(Prompt)
Copy the lines of the material below word for word, beginning with the line that contains "Note to the class: point out every instance of the colorful" and continuing through the end of the material.

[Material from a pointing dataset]
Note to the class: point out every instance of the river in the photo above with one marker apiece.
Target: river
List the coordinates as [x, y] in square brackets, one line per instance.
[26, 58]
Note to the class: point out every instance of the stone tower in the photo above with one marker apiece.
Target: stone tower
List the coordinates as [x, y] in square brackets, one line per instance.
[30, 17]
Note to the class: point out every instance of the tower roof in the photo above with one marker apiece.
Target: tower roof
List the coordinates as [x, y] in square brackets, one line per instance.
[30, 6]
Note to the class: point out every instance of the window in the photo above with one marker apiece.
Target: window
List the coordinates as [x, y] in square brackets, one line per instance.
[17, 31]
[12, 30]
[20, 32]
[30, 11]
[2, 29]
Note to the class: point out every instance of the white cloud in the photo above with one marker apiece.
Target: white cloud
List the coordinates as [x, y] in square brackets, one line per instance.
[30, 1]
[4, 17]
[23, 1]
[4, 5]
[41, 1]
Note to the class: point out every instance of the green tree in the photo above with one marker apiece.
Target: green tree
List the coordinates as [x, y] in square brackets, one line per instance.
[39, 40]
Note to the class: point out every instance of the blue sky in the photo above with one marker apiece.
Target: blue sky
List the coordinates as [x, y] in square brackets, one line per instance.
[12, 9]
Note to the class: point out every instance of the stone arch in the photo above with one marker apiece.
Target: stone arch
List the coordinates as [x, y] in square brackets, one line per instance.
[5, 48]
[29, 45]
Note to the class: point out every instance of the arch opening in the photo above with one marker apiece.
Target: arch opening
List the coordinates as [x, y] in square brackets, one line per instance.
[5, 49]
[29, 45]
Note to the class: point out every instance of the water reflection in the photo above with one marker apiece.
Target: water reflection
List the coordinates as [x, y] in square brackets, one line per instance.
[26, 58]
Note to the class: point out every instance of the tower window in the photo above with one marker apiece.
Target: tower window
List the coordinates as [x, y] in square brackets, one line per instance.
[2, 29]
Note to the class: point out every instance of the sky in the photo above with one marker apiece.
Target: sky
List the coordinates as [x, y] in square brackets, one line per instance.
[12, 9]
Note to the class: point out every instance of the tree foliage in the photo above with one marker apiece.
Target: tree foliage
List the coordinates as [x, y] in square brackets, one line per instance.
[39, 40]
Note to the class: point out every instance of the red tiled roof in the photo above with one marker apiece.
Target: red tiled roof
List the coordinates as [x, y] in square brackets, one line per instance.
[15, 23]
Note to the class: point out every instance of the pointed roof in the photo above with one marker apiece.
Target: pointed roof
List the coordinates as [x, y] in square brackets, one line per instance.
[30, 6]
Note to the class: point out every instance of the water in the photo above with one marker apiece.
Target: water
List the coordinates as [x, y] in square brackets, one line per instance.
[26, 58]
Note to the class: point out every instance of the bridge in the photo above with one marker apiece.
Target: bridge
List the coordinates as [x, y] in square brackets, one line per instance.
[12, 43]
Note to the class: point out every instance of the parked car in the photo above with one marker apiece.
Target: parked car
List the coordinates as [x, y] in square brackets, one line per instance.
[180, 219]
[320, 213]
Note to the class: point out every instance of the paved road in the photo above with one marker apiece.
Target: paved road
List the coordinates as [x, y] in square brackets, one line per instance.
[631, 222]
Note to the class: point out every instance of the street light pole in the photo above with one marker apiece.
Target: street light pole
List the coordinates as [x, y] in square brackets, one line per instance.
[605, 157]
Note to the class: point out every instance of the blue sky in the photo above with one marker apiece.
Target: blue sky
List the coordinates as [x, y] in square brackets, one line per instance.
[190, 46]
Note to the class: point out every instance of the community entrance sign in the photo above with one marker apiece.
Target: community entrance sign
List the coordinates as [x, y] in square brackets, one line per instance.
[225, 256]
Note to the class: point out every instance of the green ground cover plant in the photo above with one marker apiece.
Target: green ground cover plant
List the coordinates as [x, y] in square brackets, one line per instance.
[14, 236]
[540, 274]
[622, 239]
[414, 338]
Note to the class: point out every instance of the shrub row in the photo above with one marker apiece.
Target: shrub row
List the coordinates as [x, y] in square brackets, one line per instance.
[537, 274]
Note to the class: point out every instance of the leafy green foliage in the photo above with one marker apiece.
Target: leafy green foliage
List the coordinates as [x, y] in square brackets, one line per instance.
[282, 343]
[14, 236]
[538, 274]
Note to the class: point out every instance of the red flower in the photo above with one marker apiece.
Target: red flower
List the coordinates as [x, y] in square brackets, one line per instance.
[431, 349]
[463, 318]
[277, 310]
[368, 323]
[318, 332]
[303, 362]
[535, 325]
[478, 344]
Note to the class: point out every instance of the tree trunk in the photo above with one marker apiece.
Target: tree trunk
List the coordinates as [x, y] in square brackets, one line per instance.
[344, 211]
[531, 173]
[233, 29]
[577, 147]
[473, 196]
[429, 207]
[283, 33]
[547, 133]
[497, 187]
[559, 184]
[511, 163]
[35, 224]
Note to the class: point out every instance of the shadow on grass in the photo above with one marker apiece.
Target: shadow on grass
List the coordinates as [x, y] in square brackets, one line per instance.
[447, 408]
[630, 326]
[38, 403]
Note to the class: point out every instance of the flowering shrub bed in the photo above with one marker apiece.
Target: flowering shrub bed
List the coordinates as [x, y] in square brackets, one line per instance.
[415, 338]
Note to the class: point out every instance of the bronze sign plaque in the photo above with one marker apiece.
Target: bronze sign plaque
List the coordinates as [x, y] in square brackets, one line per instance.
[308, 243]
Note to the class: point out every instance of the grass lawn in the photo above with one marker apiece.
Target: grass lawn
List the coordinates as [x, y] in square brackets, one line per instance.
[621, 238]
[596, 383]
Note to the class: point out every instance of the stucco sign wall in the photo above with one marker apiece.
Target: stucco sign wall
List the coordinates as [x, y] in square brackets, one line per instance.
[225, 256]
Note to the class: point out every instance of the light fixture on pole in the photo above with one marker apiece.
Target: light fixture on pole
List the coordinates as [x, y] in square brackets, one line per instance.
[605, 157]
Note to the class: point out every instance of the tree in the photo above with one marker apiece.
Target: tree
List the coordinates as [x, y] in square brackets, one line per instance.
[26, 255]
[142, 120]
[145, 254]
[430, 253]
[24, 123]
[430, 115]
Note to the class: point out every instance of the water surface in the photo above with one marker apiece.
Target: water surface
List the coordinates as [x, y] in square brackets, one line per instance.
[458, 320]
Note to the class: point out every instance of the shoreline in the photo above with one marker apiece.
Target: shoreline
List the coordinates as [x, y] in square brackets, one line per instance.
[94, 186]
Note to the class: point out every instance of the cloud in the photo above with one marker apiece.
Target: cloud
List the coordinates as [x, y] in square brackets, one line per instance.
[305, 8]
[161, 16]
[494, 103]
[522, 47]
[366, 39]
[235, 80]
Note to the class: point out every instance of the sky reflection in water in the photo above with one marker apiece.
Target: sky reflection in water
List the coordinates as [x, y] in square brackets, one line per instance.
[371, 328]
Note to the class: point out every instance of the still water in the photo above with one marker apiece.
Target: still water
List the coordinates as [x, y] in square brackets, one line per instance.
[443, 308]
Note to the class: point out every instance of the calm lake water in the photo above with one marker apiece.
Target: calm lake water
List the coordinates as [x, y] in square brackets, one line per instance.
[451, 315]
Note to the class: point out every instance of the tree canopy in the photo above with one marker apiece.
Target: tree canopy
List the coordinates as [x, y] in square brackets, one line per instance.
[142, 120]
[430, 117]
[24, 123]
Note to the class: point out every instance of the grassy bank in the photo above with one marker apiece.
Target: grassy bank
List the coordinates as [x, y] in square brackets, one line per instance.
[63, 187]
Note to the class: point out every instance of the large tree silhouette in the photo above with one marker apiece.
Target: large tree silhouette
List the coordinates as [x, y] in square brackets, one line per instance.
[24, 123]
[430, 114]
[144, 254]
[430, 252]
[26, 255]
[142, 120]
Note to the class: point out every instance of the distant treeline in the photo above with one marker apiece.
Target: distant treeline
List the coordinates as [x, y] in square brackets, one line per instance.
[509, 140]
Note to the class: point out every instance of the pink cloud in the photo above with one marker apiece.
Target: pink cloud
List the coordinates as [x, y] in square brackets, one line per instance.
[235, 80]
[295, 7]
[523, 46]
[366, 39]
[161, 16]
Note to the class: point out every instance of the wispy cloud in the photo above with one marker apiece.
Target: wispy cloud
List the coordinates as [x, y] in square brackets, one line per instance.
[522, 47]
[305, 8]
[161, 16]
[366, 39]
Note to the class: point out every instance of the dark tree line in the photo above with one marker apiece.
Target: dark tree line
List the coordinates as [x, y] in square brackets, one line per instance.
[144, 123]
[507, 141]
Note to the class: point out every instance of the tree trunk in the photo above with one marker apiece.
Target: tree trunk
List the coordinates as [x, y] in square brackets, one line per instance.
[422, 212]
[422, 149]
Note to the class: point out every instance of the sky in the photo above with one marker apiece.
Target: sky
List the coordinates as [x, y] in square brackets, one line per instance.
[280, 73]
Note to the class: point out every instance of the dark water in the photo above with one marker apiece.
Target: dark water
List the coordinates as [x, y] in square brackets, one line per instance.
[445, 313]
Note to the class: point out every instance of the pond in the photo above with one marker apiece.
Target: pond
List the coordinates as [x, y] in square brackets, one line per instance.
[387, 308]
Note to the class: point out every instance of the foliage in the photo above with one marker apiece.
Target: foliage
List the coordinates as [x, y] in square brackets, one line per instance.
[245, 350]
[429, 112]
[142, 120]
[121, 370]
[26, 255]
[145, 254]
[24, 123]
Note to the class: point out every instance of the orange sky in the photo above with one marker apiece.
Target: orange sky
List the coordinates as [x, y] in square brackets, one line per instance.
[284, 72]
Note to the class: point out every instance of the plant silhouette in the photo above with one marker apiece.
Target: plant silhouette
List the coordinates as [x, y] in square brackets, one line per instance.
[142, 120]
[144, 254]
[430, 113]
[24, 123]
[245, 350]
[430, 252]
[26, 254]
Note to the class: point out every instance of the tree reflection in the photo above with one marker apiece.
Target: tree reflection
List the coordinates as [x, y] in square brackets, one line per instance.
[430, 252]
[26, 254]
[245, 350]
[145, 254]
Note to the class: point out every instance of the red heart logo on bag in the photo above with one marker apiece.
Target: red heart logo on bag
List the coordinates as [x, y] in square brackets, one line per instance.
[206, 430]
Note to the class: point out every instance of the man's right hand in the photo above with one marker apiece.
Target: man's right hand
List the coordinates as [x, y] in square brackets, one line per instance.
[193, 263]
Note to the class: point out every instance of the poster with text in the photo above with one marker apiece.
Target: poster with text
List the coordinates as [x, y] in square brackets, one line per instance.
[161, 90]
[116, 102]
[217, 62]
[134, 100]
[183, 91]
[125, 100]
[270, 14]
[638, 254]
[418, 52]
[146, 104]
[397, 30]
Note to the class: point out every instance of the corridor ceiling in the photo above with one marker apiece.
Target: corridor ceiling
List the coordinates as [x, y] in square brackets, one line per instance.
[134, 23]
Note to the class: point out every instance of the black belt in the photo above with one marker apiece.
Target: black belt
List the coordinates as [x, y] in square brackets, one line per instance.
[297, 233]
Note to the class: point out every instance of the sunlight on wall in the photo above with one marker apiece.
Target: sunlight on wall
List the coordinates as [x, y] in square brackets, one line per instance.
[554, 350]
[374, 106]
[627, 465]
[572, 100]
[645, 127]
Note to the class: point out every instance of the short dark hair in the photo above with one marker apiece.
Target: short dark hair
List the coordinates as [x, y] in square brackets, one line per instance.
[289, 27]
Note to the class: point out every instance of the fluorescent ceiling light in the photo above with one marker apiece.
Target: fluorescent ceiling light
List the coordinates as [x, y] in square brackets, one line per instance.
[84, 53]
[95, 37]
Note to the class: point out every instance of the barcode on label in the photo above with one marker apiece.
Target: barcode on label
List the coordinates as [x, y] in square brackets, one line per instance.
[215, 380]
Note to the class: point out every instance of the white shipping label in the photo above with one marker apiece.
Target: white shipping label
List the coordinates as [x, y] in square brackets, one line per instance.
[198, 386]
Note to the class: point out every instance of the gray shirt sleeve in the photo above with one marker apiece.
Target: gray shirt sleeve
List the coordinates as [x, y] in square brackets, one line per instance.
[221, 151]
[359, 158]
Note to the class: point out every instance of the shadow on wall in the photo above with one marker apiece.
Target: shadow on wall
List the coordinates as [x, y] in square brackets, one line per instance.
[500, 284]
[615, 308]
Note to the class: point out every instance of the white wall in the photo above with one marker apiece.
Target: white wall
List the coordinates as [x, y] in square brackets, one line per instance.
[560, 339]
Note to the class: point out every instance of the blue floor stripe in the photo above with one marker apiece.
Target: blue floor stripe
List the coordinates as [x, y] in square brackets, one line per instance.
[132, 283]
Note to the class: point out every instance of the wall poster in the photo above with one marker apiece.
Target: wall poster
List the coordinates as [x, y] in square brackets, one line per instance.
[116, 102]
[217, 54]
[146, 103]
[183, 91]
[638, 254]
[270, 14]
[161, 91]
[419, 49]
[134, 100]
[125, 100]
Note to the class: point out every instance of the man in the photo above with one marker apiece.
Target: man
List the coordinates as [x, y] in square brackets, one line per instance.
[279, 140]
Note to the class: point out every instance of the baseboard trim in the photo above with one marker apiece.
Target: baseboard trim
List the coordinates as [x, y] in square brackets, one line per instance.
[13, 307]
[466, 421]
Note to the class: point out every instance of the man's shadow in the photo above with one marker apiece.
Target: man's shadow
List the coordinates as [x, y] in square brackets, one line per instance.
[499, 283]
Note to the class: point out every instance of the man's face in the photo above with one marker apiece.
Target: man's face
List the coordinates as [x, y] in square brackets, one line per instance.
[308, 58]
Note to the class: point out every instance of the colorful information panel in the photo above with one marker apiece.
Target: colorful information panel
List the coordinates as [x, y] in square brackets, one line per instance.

(Answer to the exercise)
Note to the class: point out every instance of the colorful information panel in the photo above with one marker apiece.
Target: colorful information panel
List the coordinates as [x, y] in square brackets, one line per instance.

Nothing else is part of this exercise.